* _What needs to be done_
Copy down all of the data underneath, exactly as shown.
^^^^^^^^
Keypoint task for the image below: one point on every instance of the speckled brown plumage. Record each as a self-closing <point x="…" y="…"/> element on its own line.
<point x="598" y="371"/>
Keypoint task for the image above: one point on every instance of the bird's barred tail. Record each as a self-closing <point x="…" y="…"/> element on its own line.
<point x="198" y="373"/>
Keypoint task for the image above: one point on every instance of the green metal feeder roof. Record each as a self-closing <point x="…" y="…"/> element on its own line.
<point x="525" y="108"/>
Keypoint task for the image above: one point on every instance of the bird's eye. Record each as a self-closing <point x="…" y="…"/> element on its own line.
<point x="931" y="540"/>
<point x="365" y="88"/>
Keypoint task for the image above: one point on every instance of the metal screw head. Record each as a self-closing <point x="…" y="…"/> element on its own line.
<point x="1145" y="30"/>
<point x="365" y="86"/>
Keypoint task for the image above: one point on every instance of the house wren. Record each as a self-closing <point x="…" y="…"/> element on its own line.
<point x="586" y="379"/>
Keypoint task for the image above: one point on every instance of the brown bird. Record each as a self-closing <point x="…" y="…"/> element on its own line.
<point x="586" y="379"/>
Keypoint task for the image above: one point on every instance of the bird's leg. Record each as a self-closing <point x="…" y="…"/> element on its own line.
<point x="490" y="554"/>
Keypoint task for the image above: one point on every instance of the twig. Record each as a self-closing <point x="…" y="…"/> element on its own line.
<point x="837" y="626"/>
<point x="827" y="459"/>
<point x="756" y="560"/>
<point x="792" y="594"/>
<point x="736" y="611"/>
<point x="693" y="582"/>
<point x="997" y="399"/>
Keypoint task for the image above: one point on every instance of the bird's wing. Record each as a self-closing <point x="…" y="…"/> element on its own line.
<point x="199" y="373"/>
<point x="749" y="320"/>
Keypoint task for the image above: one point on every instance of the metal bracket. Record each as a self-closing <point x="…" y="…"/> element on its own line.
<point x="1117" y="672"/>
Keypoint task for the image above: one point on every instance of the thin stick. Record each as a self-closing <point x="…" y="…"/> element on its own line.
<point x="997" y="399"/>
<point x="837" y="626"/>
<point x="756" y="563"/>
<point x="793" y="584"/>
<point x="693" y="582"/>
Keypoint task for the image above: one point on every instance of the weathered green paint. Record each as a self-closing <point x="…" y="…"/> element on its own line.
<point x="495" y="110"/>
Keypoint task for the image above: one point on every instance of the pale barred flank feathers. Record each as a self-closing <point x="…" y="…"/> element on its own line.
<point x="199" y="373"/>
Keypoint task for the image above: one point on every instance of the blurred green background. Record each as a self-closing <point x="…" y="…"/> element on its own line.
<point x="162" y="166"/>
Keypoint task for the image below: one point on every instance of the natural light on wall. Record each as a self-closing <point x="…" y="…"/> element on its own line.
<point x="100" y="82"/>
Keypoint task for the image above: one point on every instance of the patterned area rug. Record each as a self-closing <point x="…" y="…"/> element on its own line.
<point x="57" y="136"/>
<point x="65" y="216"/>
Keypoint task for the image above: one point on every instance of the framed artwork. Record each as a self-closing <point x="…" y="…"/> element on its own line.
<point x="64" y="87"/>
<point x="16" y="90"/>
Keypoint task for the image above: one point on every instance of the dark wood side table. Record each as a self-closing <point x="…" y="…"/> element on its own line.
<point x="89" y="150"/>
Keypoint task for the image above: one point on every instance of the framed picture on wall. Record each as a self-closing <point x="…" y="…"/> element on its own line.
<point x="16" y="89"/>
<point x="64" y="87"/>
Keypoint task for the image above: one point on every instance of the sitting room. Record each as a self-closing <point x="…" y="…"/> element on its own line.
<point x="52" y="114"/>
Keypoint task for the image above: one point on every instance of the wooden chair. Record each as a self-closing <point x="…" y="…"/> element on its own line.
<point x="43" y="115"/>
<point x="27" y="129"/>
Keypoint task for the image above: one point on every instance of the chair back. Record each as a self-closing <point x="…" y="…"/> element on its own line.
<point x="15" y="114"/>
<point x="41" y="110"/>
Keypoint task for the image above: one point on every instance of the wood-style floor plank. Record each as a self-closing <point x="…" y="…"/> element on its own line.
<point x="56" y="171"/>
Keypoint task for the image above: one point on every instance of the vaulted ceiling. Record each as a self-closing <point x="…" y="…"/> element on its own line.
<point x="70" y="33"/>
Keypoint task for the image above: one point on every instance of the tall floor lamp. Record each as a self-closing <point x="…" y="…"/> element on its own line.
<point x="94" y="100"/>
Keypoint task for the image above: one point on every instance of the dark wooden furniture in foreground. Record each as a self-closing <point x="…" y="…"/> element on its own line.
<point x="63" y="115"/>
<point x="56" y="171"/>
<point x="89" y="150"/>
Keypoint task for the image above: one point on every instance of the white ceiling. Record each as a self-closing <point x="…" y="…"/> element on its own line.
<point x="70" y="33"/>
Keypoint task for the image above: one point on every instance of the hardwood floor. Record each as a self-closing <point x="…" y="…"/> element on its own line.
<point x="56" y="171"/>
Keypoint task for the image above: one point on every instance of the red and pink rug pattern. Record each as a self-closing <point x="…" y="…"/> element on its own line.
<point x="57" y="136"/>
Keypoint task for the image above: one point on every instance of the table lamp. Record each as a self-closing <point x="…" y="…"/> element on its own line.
^^^^^^^^
* _Worked solution_
Keypoint task for the image below: one point on every instance of the speckled brown plumage. Record each as a self-closing <point x="…" y="…"/> element on its own line.
<point x="598" y="371"/>
Keypoint task for the image above: one point on every instance of the bird's barred tail. Record each as a self-closing <point x="…" y="…"/> element on its own line.
<point x="198" y="373"/>
Keypoint task for the image above: one point on every instance of the green metal feeder roof. Record each as a self-closing <point x="…" y="…"/> element on its own line.
<point x="525" y="108"/>
Keypoint task for the image above: one point on every instance of the bird's eye. Record each as a self-closing <point x="…" y="…"/> element on its own line.
<point x="931" y="540"/>
<point x="365" y="88"/>
Keypoint task for the image above: one point on every instance of the metal screw head. Record each as a self-closing <point x="…" y="…"/> element on its own line.
<point x="1145" y="30"/>
<point x="365" y="86"/>
Keypoint task for the image above: one point on every instance of the house wren. Record each as a self-closing <point x="…" y="…"/> element on its own line.
<point x="586" y="379"/>
Keypoint task for the image above: one point on every instance of the brown bird. Record each as a self-closing <point x="…" y="…"/> element on its own line.
<point x="586" y="379"/>
Keypoint task for the image above: one point on every instance of the bird's leg. Record each as a self-closing <point x="…" y="…"/> element on its own line.
<point x="490" y="554"/>
Keypoint task for the image above: one point on every instance of the twig. Record each as a self-closing <point x="…" y="…"/> element on its own line.
<point x="837" y="626"/>
<point x="827" y="459"/>
<point x="756" y="560"/>
<point x="792" y="594"/>
<point x="736" y="611"/>
<point x="693" y="582"/>
<point x="997" y="399"/>
Keypoint task for the image above: one point on every instance of the bird's wing. Record each as a self-closing <point x="…" y="…"/> element on its own line.
<point x="199" y="373"/>
<point x="749" y="320"/>
Keypoint task for the image above: one point on every instance of the metal bracket. Record each as a self-closing <point x="…" y="…"/> element on its own line.
<point x="1117" y="672"/>
Keypoint task for the image above: one point on every instance of the thin stick. Record each as a self-closing <point x="…" y="…"/> element on its own line.
<point x="997" y="399"/>
<point x="837" y="626"/>
<point x="756" y="563"/>
<point x="793" y="584"/>
<point x="693" y="582"/>
Keypoint task for the image above: one point on every instance of the weathered green paint. Record each as a self-closing <point x="…" y="…"/> element on its own line.
<point x="495" y="110"/>
Keypoint task for the image above: one point on every instance of the pale barred flank feathers. Record each as a self-closing <point x="…" y="…"/> element on its own line.
<point x="199" y="373"/>
Keypoint task for the image above: one point on every instance of the blurred green background. Record each as a self-closing <point x="…" y="…"/> element on its own line.
<point x="162" y="166"/>
Keypoint task for the image below: one point on every instance of the natural light on wall. Record each as a self-closing <point x="…" y="…"/> element on its own line.
<point x="100" y="82"/>
Keypoint task for the image above: one point on every instance of the patterned area rug. Record each as a self-closing <point x="…" y="…"/> element on its own line.
<point x="57" y="136"/>
<point x="65" y="216"/>
Keypoint task for the image above: one point on every instance of the framed artwork. Record each as a self-closing <point x="…" y="…"/> element on its own line.
<point x="64" y="87"/>
<point x="16" y="90"/>
Keypoint task for the image above: one point on every instance of the dark wood side table. Record each as a self-closing <point x="…" y="…"/> element on its own line.
<point x="89" y="150"/>
Keypoint task for the image above: one point on every instance of the framed picture on wall. Record each as a self-closing <point x="…" y="…"/> element on its own line.
<point x="16" y="89"/>
<point x="64" y="87"/>
Keypoint task for the image above: one point on every instance of the sitting room. Record each as a self-closing <point x="…" y="…"/> element on its own line.
<point x="52" y="114"/>
Keypoint task for the image above: one point on every instance of the wooden chair. Record each as a self-closing <point x="…" y="…"/> element on its own line.
<point x="43" y="115"/>
<point x="27" y="129"/>
Keypoint task for the image above: one point on every instance of the chair back. Record each as a self-closing <point x="…" y="…"/> element on its own line.
<point x="15" y="114"/>
<point x="41" y="110"/>
Keypoint task for the image above: one point on every instance of the wood-style floor plank. Record each as a self-closing <point x="…" y="…"/> element on its own line.
<point x="56" y="171"/>
Keypoint task for the image above: one point on every instance of the vaulted ceiling. Record each as a self-closing <point x="…" y="…"/> element on its own line.
<point x="70" y="33"/>
Keypoint task for the image above: one point on every instance of the tall floor lamp. Record each as a self-closing <point x="…" y="…"/> element on its own line.
<point x="94" y="100"/>
Keypoint task for the image above: one point on every instance of the dark wooden furniture in foreground. Record each as a self-closing <point x="…" y="…"/> element on its own line.
<point x="63" y="115"/>
<point x="56" y="171"/>
<point x="89" y="150"/>
Keypoint task for the image above: one point on every instance of the white ceiling. Record each as a self-closing <point x="…" y="…"/> element on its own line.
<point x="70" y="33"/>
Keypoint task for the image above: one point on every instance of the hardwood floor. Record each as a self-closing <point x="…" y="…"/> element on its own line.
<point x="56" y="171"/>
Keypoint task for the image above: one point on every instance of the red and pink rug pattern. Record each as a self-closing <point x="…" y="…"/> element on its own line.
<point x="57" y="136"/>
Keypoint task for the image above: one point on every instance of the table lamp. Record each as a self-closing <point x="…" y="…"/> element on its own line.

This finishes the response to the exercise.